>> BEGIN GIVEN DATA

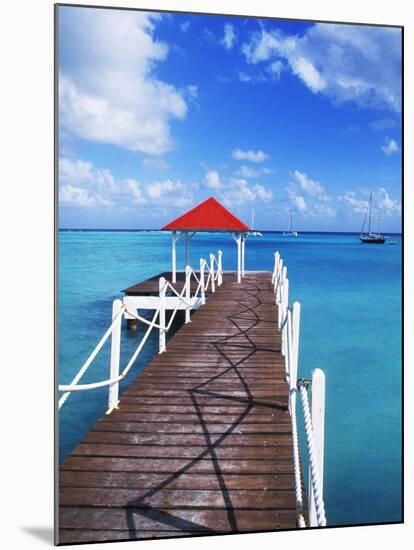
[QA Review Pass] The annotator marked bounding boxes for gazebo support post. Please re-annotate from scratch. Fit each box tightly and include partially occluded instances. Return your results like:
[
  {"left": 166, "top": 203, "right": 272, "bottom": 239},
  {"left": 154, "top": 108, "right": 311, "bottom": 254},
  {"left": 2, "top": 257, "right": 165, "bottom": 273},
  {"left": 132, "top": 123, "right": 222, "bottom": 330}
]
[
  {"left": 241, "top": 233, "right": 246, "bottom": 277},
  {"left": 184, "top": 231, "right": 197, "bottom": 266},
  {"left": 233, "top": 233, "right": 242, "bottom": 283},
  {"left": 184, "top": 231, "right": 190, "bottom": 267},
  {"left": 171, "top": 231, "right": 181, "bottom": 283}
]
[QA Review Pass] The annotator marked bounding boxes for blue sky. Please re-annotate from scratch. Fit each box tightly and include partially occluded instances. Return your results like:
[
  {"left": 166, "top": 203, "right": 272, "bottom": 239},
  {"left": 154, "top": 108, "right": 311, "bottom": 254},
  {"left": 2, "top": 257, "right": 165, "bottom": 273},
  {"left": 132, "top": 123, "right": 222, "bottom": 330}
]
[{"left": 59, "top": 7, "right": 401, "bottom": 232}]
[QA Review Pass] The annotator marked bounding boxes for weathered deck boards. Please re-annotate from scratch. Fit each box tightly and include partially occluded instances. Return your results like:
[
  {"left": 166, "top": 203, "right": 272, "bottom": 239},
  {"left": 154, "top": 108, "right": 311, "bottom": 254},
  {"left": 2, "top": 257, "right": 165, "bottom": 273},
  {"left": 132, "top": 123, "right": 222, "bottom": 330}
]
[{"left": 59, "top": 273, "right": 296, "bottom": 544}]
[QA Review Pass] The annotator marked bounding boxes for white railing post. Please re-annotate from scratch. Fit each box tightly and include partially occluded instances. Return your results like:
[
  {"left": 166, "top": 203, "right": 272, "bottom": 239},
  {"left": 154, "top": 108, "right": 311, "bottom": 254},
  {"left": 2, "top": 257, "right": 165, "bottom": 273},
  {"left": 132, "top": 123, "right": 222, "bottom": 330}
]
[
  {"left": 185, "top": 265, "right": 191, "bottom": 323},
  {"left": 217, "top": 250, "right": 223, "bottom": 286},
  {"left": 272, "top": 252, "right": 279, "bottom": 284},
  {"left": 106, "top": 300, "right": 123, "bottom": 414},
  {"left": 275, "top": 260, "right": 283, "bottom": 322},
  {"left": 290, "top": 302, "right": 300, "bottom": 388},
  {"left": 200, "top": 258, "right": 206, "bottom": 305},
  {"left": 281, "top": 278, "right": 289, "bottom": 355},
  {"left": 158, "top": 277, "right": 167, "bottom": 353},
  {"left": 308, "top": 369, "right": 325, "bottom": 527},
  {"left": 285, "top": 309, "right": 294, "bottom": 390},
  {"left": 241, "top": 235, "right": 246, "bottom": 277},
  {"left": 171, "top": 231, "right": 178, "bottom": 284},
  {"left": 236, "top": 233, "right": 241, "bottom": 283},
  {"left": 210, "top": 252, "right": 216, "bottom": 292}
]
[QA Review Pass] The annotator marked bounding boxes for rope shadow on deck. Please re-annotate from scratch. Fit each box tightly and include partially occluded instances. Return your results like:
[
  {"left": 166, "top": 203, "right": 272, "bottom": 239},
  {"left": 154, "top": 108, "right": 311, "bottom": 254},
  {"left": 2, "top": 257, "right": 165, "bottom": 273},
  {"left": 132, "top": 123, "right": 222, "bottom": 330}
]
[{"left": 124, "top": 283, "right": 288, "bottom": 539}]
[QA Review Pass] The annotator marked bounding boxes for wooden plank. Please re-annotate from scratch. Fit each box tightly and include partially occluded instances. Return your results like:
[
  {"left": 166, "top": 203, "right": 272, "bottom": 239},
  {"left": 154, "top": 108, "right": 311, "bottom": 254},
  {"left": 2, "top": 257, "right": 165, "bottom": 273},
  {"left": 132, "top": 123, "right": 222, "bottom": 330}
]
[{"left": 59, "top": 273, "right": 296, "bottom": 544}]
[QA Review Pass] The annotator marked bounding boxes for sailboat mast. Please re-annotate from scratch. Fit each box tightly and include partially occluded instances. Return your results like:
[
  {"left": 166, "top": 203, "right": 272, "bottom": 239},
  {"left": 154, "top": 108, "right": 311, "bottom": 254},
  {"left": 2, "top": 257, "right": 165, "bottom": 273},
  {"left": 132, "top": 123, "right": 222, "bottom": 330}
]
[{"left": 368, "top": 193, "right": 372, "bottom": 235}]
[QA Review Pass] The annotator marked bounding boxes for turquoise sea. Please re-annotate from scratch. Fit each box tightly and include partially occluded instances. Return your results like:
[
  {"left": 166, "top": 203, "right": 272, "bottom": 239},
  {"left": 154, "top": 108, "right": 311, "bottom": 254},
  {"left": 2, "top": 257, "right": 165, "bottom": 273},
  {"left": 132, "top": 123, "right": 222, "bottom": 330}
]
[{"left": 58, "top": 231, "right": 402, "bottom": 525}]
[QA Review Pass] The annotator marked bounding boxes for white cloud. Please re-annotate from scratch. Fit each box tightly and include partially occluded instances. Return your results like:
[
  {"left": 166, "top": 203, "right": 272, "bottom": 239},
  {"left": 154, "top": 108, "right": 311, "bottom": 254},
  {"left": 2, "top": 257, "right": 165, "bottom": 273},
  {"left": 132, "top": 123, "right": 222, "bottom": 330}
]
[
  {"left": 293, "top": 195, "right": 307, "bottom": 212},
  {"left": 286, "top": 170, "right": 336, "bottom": 219},
  {"left": 371, "top": 117, "right": 398, "bottom": 132},
  {"left": 141, "top": 157, "right": 170, "bottom": 172},
  {"left": 381, "top": 138, "right": 400, "bottom": 156},
  {"left": 187, "top": 84, "right": 198, "bottom": 99},
  {"left": 292, "top": 170, "right": 325, "bottom": 201},
  {"left": 375, "top": 187, "right": 401, "bottom": 214},
  {"left": 232, "top": 148, "right": 270, "bottom": 162},
  {"left": 253, "top": 183, "right": 273, "bottom": 201},
  {"left": 180, "top": 20, "right": 190, "bottom": 32},
  {"left": 267, "top": 60, "right": 284, "bottom": 80},
  {"left": 146, "top": 179, "right": 194, "bottom": 207},
  {"left": 221, "top": 23, "right": 236, "bottom": 50},
  {"left": 338, "top": 191, "right": 368, "bottom": 214},
  {"left": 125, "top": 179, "right": 147, "bottom": 204},
  {"left": 234, "top": 164, "right": 273, "bottom": 178},
  {"left": 59, "top": 158, "right": 194, "bottom": 210},
  {"left": 59, "top": 185, "right": 102, "bottom": 208},
  {"left": 202, "top": 170, "right": 273, "bottom": 207},
  {"left": 59, "top": 8, "right": 187, "bottom": 155},
  {"left": 338, "top": 187, "right": 401, "bottom": 215},
  {"left": 239, "top": 71, "right": 266, "bottom": 84},
  {"left": 204, "top": 170, "right": 222, "bottom": 189},
  {"left": 242, "top": 23, "right": 401, "bottom": 112},
  {"left": 236, "top": 164, "right": 261, "bottom": 178}
]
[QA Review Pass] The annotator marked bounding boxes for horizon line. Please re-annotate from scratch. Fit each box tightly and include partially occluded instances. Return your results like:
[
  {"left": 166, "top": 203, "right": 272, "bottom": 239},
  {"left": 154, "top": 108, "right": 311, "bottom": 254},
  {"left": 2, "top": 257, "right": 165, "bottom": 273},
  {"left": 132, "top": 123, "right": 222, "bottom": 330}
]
[{"left": 58, "top": 227, "right": 402, "bottom": 235}]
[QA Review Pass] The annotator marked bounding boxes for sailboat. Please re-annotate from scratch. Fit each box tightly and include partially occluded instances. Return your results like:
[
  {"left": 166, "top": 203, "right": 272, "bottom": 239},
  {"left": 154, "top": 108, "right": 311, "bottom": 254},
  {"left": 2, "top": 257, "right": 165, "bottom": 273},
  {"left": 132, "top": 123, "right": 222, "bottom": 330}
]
[
  {"left": 359, "top": 193, "right": 386, "bottom": 244},
  {"left": 250, "top": 208, "right": 262, "bottom": 237},
  {"left": 283, "top": 210, "right": 298, "bottom": 237}
]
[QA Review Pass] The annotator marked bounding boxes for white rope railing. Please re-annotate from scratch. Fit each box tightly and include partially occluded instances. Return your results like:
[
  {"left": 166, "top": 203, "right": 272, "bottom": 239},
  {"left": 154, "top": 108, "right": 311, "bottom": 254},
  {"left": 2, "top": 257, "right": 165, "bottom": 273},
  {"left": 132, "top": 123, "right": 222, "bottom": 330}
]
[
  {"left": 58, "top": 250, "right": 223, "bottom": 413},
  {"left": 298, "top": 380, "right": 326, "bottom": 527},
  {"left": 58, "top": 307, "right": 125, "bottom": 409},
  {"left": 272, "top": 252, "right": 326, "bottom": 528}
]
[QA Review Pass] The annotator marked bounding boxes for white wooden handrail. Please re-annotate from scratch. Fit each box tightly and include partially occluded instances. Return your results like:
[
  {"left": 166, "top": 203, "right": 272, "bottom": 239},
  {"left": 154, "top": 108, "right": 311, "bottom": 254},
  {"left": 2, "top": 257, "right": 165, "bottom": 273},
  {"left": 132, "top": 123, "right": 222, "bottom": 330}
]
[
  {"left": 272, "top": 252, "right": 326, "bottom": 527},
  {"left": 58, "top": 250, "right": 223, "bottom": 413}
]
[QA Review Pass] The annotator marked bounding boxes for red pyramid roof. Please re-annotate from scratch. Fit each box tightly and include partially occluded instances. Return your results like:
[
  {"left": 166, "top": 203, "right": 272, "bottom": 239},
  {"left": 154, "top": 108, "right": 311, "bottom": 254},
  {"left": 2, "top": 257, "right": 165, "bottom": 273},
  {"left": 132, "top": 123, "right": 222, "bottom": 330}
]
[{"left": 162, "top": 197, "right": 249, "bottom": 231}]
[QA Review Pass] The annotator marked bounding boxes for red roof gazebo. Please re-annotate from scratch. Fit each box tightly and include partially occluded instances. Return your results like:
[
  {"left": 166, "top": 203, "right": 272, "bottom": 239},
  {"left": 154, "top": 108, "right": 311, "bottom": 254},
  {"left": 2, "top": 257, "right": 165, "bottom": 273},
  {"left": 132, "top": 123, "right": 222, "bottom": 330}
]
[{"left": 162, "top": 197, "right": 249, "bottom": 283}]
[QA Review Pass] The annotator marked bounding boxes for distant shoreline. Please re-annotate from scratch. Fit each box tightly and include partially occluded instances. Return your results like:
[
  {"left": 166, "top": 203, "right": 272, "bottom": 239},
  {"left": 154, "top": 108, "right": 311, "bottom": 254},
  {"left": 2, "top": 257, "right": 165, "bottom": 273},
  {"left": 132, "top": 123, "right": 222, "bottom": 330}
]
[{"left": 58, "top": 227, "right": 402, "bottom": 236}]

>> END GIVEN DATA

Reproduce the lines from the line containing "[QA Review Pass] The annotator marked bounding boxes for distant" through the final line, keeping every character unchanged.

## [RESULT OF THE EXERCISE]
[QA Review Pass] The annotator marked bounding boxes for distant shoreline. Please re-annotate from scratch. Fit each box tightly and include partially occluded instances. Return your results like:
[
  {"left": 166, "top": 203, "right": 272, "bottom": 239},
  {"left": 154, "top": 108, "right": 311, "bottom": 254},
  {"left": 2, "top": 257, "right": 165, "bottom": 273},
  {"left": 132, "top": 123, "right": 222, "bottom": 330}
]
[{"left": 58, "top": 227, "right": 402, "bottom": 236}]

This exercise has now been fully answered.